Наполеон I Бонапарт
Шрифт:
Что еще позволяло французам сохранять хоть какую-то видимость порядка при сложившихся обстоятельствах? Наверное, сознание того, что впереди – Смоленск. Именно там наконец удастся им всем хотя бы на время обрести покой, восстановить силы, отъесться и отоспаться. В это верили практически все, даже Наполеон. Пока впереди спасительной перспективой маячил Смоленск, еще можно было – в принципе – говорить о проведении конкретного военного маневра – отступления. Наполеону, некогда величайшему триумфатору, это позволяло хоть до некоторой степени сохранять свое лицо. Однако с каждым днем делать это становилось все труднее и труднее…
«Партизанская
Арман Коленкур вспоминает:
«Когда мы проходили мимо Можайска, император сделал остановку, чтобы выяснить, как идет эвакуация и как выполняется его распоряжение о выдаче пайков раненым. Он сам разместил значительное число раненых как в своих личных повозках и экипажах, так и во всех тех, которые проезжали мимо. Некоторые возражали против этой меры, заявляя, что она обрекает несчастных раненых на гибель, так как они, едва покинув лазареты, должны будут тащиться по дороге, но император приказал рассадить их повсюду, где они только могли примоститься, в том числе на крышах фургонов, на повозках для фуража и даже на задках телег, уже нагруженных до отказа ранеными и больными из Малоярославца. Все они один за другим пали жертвой добрых намерений императора, хотевшего укрыть их от опасности, которая могла бы грозить им со стороны ожесточенных русских крестьян. Те из них, кто не свалился в результате истощения и мучительного способа путешествия, стали жертвой ночных морозов или погибли от голода, за исключением раненых гвардейцев и тех раненых, которые находились в обозе императора (эти раненые пользовались пищей и уходом благодаря изумительной самоотверженности доктора Лерминье и заботам начальника обоза Жи); так как все потеряли свои обозы, то до Вильно доехали живыми не больше 20 человек. Даже те из них, которые были в лучшем состоянии, чем другие, не могли вынести того способа путешествия и держаться на повозках там, где было размещено большинство из них. Легко представить себе состояние этих несчастных после нескольких лье пути. Истощение, тряска и холод – все вместе обрушилось на них. Никогда не приходилось видеть более скорбного зрелища».

» Задание 1
Ответь по фрагменту о Наполеоне:
(а) Какой город французы, по словам текста, видели впереди как место отдыха?
(б) Мимо какого города проходили, когда император сделал остановку?
(в) Сколько раненых доехали живыми до Вильно?
Записи с этим текстом никак не связаны.

» Выборка данных

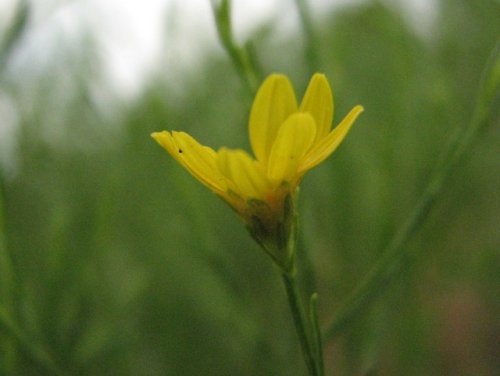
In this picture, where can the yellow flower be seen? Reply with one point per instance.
(287, 140)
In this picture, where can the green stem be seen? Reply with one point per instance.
(300, 322)
(311, 42)
(395, 255)
(243, 58)
(30, 348)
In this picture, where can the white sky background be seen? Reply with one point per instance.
(133, 34)
(136, 37)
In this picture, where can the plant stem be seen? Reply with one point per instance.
(242, 57)
(395, 255)
(37, 354)
(300, 322)
(311, 41)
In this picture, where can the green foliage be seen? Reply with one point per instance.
(113, 260)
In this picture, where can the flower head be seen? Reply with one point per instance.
(287, 140)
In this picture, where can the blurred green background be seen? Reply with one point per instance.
(115, 261)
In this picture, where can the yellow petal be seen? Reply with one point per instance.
(327, 146)
(246, 174)
(294, 139)
(199, 160)
(318, 101)
(274, 103)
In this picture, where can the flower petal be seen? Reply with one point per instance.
(274, 103)
(199, 160)
(327, 146)
(246, 174)
(318, 101)
(294, 139)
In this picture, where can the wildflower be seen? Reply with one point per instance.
(287, 140)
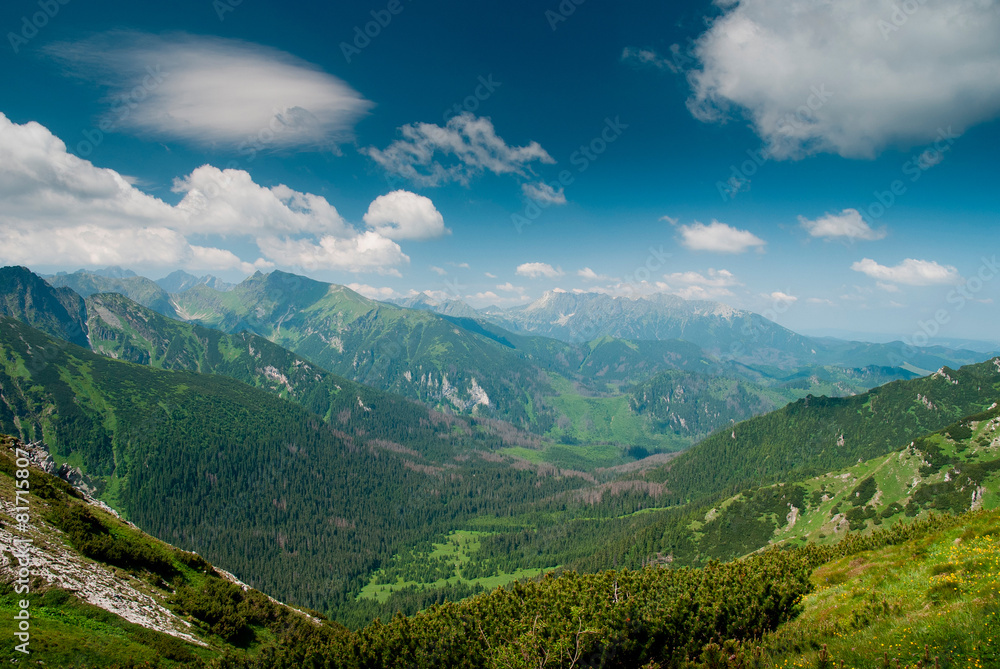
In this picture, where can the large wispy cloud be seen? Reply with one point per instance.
(849, 77)
(213, 91)
(718, 237)
(910, 272)
(848, 224)
(59, 209)
(464, 148)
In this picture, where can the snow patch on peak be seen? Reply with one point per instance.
(563, 319)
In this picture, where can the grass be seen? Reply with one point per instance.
(456, 550)
(602, 419)
(939, 596)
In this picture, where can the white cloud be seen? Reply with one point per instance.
(849, 77)
(591, 275)
(697, 286)
(229, 202)
(470, 144)
(718, 238)
(533, 270)
(847, 223)
(909, 272)
(209, 91)
(405, 215)
(56, 208)
(544, 194)
(778, 296)
(511, 288)
(383, 293)
(365, 252)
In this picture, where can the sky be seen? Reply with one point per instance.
(832, 166)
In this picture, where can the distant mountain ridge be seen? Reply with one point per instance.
(59, 312)
(179, 281)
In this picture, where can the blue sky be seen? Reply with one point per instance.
(830, 166)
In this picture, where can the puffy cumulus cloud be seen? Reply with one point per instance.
(718, 238)
(697, 286)
(405, 215)
(56, 208)
(211, 91)
(782, 298)
(543, 193)
(847, 224)
(533, 270)
(591, 275)
(229, 202)
(511, 288)
(371, 292)
(464, 148)
(849, 77)
(909, 272)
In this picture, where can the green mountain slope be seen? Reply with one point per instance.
(105, 594)
(255, 483)
(138, 288)
(820, 434)
(952, 470)
(58, 312)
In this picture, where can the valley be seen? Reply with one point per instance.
(518, 463)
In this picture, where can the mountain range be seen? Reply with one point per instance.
(228, 433)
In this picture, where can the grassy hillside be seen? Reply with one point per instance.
(253, 482)
(927, 590)
(820, 434)
(104, 594)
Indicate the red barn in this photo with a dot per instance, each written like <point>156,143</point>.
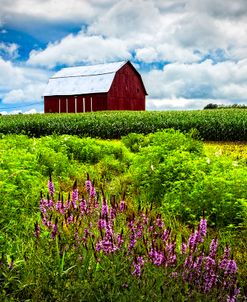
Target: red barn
<point>113,86</point>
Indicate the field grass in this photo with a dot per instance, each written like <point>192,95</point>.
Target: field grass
<point>170,172</point>
<point>215,125</point>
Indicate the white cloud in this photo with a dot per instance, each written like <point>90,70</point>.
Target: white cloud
<point>80,48</point>
<point>182,32</point>
<point>178,104</point>
<point>10,50</point>
<point>20,85</point>
<point>53,10</point>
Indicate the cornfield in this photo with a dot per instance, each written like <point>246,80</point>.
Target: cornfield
<point>213,125</point>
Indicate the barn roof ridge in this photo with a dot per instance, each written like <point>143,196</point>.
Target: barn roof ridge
<point>85,79</point>
<point>88,70</point>
<point>82,75</point>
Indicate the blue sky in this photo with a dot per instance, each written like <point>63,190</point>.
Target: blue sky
<point>189,52</point>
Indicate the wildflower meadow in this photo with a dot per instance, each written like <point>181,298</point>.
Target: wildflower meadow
<point>157,217</point>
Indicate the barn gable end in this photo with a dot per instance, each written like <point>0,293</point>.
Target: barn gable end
<point>113,86</point>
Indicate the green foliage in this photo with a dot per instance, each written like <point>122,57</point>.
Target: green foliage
<point>216,125</point>
<point>167,169</point>
<point>172,171</point>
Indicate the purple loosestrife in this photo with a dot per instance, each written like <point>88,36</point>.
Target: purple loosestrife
<point>37,230</point>
<point>156,257</point>
<point>138,265</point>
<point>120,241</point>
<point>213,248</point>
<point>132,241</point>
<point>224,262</point>
<point>210,277</point>
<point>159,222</point>
<point>101,224</point>
<point>43,205</point>
<point>231,267</point>
<point>51,187</point>
<point>83,206</point>
<point>183,246</point>
<point>88,183</point>
<point>92,192</point>
<point>75,197</point>
<point>104,209</point>
<point>203,227</point>
<point>54,230</point>
<point>166,234</point>
<point>122,206</point>
<point>233,295</point>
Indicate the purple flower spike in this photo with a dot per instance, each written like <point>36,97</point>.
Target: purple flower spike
<point>92,192</point>
<point>122,206</point>
<point>138,264</point>
<point>104,210</point>
<point>74,196</point>
<point>203,227</point>
<point>54,231</point>
<point>231,267</point>
<point>88,183</point>
<point>213,248</point>
<point>37,230</point>
<point>183,248</point>
<point>233,295</point>
<point>51,187</point>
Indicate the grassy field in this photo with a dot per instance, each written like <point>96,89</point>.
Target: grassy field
<point>138,236</point>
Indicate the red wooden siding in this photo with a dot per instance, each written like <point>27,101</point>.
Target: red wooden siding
<point>127,91</point>
<point>99,102</point>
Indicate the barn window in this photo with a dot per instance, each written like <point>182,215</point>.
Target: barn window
<point>83,103</point>
<point>67,106</point>
<point>75,104</point>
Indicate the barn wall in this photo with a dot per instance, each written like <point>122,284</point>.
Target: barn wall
<point>50,104</point>
<point>127,91</point>
<point>99,102</point>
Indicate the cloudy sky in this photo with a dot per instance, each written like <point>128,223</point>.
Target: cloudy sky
<point>189,52</point>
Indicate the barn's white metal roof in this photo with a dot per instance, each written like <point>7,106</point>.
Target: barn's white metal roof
<point>83,79</point>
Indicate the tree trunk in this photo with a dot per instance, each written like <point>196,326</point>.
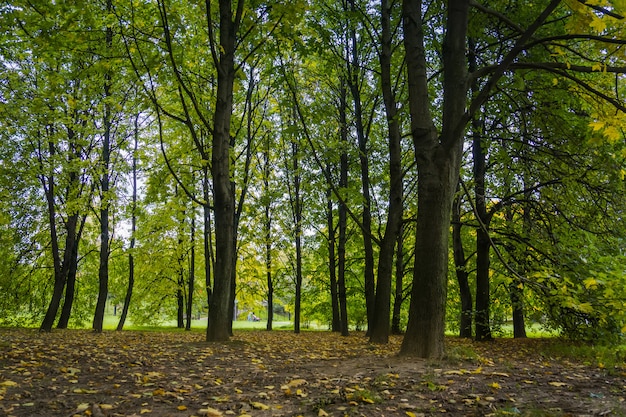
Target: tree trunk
<point>296,206</point>
<point>207,236</point>
<point>59,278</point>
<point>438,161</point>
<point>267,229</point>
<point>103,270</point>
<point>516,292</point>
<point>462,276</point>
<point>192,272</point>
<point>483,244</point>
<point>353,79</point>
<point>133,231</point>
<point>380,320</point>
<point>332,262</point>
<point>72,269</point>
<point>220,314</point>
<point>398,294</point>
<point>343,215</point>
<point>426,326</point>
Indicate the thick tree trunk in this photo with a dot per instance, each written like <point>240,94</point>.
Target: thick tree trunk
<point>426,327</point>
<point>220,313</point>
<point>483,244</point>
<point>59,277</point>
<point>70,264</point>
<point>517,303</point>
<point>133,231</point>
<point>380,323</point>
<point>335,324</point>
<point>207,237</point>
<point>354,71</point>
<point>296,206</point>
<point>192,272</point>
<point>267,232</point>
<point>438,159</point>
<point>343,216</point>
<point>462,275</point>
<point>103,270</point>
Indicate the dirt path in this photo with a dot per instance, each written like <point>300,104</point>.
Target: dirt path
<point>79,373</point>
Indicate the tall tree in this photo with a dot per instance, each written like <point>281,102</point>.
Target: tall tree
<point>438,155</point>
<point>105,198</point>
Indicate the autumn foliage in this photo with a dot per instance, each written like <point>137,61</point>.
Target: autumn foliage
<point>79,373</point>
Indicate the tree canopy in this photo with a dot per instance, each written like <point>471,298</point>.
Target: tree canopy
<point>305,158</point>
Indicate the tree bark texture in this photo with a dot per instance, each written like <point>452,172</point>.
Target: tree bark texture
<point>438,159</point>
<point>220,313</point>
<point>462,275</point>
<point>382,304</point>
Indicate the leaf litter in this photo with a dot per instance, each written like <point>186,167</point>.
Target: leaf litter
<point>258,373</point>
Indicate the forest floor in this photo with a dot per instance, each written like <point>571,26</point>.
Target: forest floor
<point>133,373</point>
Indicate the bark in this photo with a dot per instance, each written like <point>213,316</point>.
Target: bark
<point>192,272</point>
<point>103,270</point>
<point>133,231</point>
<point>343,216</point>
<point>426,326</point>
<point>296,206</point>
<point>398,294</point>
<point>483,243</point>
<point>332,261</point>
<point>438,161</point>
<point>207,234</point>
<point>72,269</point>
<point>48,183</point>
<point>267,229</point>
<point>517,302</point>
<point>462,275</point>
<point>382,304</point>
<point>220,313</point>
<point>353,80</point>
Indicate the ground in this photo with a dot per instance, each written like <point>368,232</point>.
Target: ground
<point>258,373</point>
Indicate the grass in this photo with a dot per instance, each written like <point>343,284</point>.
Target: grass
<point>110,323</point>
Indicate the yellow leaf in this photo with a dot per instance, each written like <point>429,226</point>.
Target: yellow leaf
<point>590,282</point>
<point>453,372</point>
<point>597,125</point>
<point>259,406</point>
<point>297,382</point>
<point>210,412</point>
<point>612,133</point>
<point>598,24</point>
<point>82,407</point>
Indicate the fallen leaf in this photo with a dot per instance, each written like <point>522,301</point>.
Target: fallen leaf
<point>210,412</point>
<point>259,406</point>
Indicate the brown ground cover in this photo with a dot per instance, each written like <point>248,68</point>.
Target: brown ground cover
<point>258,373</point>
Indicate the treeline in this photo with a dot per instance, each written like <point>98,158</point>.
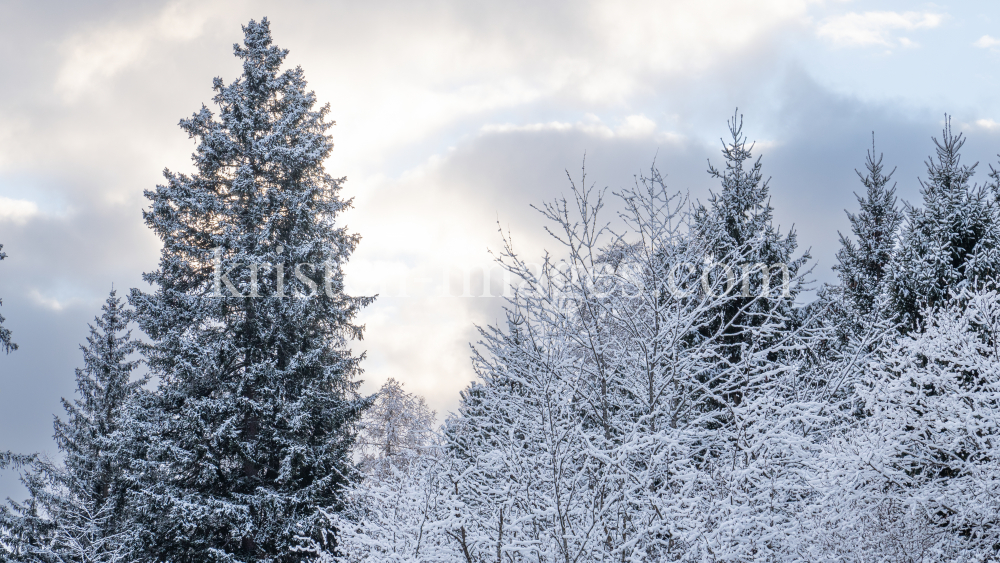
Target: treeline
<point>656,393</point>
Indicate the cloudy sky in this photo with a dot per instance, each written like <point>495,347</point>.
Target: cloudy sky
<point>451,116</point>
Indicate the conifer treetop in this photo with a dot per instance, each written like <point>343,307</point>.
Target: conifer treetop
<point>5,335</point>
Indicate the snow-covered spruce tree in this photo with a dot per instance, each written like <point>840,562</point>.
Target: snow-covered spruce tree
<point>953,242</point>
<point>863,264</point>
<point>737,225</point>
<point>76,506</point>
<point>917,479</point>
<point>400,509</point>
<point>250,432</point>
<point>5,337</point>
<point>394,430</point>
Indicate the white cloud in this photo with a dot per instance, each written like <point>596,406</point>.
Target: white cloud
<point>876,28</point>
<point>987,42</point>
<point>989,124</point>
<point>17,210</point>
<point>101,53</point>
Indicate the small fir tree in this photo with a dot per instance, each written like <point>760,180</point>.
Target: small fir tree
<point>864,266</point>
<point>76,507</point>
<point>949,245</point>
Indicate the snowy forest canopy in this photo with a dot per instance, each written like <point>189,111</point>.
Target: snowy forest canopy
<point>656,393</point>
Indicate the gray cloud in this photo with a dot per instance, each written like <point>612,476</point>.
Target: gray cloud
<point>451,115</point>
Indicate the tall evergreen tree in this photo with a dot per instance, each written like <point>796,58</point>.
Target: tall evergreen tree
<point>950,244</point>
<point>5,335</point>
<point>75,508</point>
<point>249,434</point>
<point>864,266</point>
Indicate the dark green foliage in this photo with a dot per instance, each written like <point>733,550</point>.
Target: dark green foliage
<point>249,434</point>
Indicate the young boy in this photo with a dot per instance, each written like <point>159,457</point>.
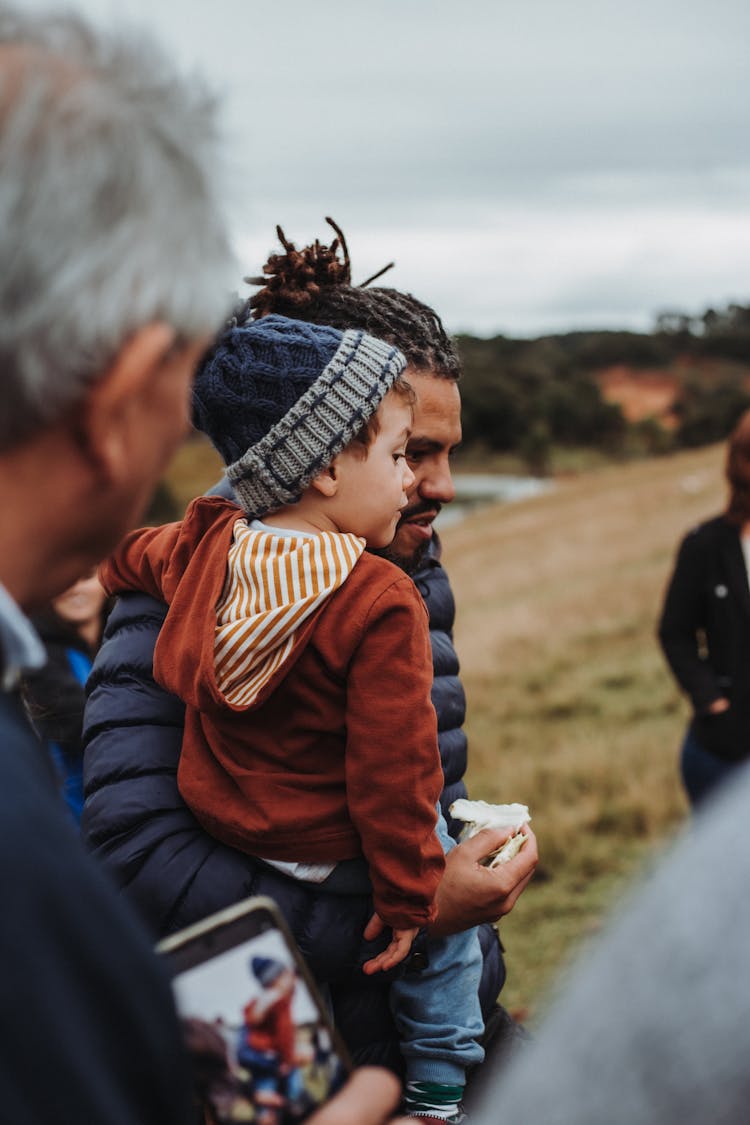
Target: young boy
<point>305,662</point>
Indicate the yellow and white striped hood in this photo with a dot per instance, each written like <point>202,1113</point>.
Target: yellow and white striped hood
<point>274,582</point>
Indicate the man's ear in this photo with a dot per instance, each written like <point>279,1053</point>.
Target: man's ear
<point>113,411</point>
<point>326,482</point>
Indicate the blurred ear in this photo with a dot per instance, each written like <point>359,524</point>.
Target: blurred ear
<point>111,416</point>
<point>326,483</point>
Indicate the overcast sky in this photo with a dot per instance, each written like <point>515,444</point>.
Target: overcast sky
<point>530,164</point>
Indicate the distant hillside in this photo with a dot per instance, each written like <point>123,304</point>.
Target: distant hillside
<point>681,386</point>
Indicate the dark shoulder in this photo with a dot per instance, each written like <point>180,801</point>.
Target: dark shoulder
<point>717,529</point>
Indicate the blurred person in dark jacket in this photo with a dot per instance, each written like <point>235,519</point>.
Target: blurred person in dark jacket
<point>70,629</point>
<point>705,630</point>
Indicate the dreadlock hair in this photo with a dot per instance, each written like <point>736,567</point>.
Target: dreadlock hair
<point>315,285</point>
<point>738,471</point>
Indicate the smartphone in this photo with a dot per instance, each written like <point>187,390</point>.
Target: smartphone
<point>262,1046</point>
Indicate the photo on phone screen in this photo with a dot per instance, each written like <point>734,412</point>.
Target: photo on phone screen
<point>260,1041</point>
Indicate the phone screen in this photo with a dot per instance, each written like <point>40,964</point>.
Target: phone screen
<point>261,1044</point>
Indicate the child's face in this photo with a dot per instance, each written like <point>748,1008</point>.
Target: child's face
<point>372,483</point>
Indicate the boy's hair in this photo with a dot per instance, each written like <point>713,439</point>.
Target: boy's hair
<point>404,390</point>
<point>315,285</point>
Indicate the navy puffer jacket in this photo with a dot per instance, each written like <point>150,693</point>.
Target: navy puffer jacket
<point>174,873</point>
<point>448,695</point>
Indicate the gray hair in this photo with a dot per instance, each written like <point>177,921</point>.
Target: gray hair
<point>109,209</point>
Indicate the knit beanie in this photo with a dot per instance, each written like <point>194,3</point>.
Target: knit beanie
<point>280,398</point>
<point>267,970</point>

» Задание 2
Выведи без изменений тот участок записей, который открывается строкой, содержащей «Indicate the conifer», и закрывается строкой, содержащей «<point>949,245</point>», включая обе эти строки.

» Полный ответ 1
(а) Смоленск.
(б) Можайск.
(в) Не больше 20 человек.

» Полный ответ 2
Indicate the conifer treetop in this photo with a dot per instance, each written like <point>343,307</point>.
Target: conifer treetop
<point>5,335</point>
Indicate the snow-covered spruce tree in this photo with a dot per instance, each written like <point>840,562</point>.
Target: snow-covered spruce tree
<point>953,242</point>
<point>863,264</point>
<point>737,225</point>
<point>76,506</point>
<point>917,479</point>
<point>400,509</point>
<point>250,432</point>
<point>5,337</point>
<point>394,430</point>
Indicate the white cloud in this photo with a dot per instance, each written like <point>596,406</point>.
Target: white cloud
<point>876,28</point>
<point>987,42</point>
<point>989,124</point>
<point>17,210</point>
<point>101,53</point>
Indicate the small fir tree in this photo with a dot per instance, each written like <point>760,180</point>.
Target: small fir tree
<point>864,266</point>
<point>76,507</point>
<point>949,245</point>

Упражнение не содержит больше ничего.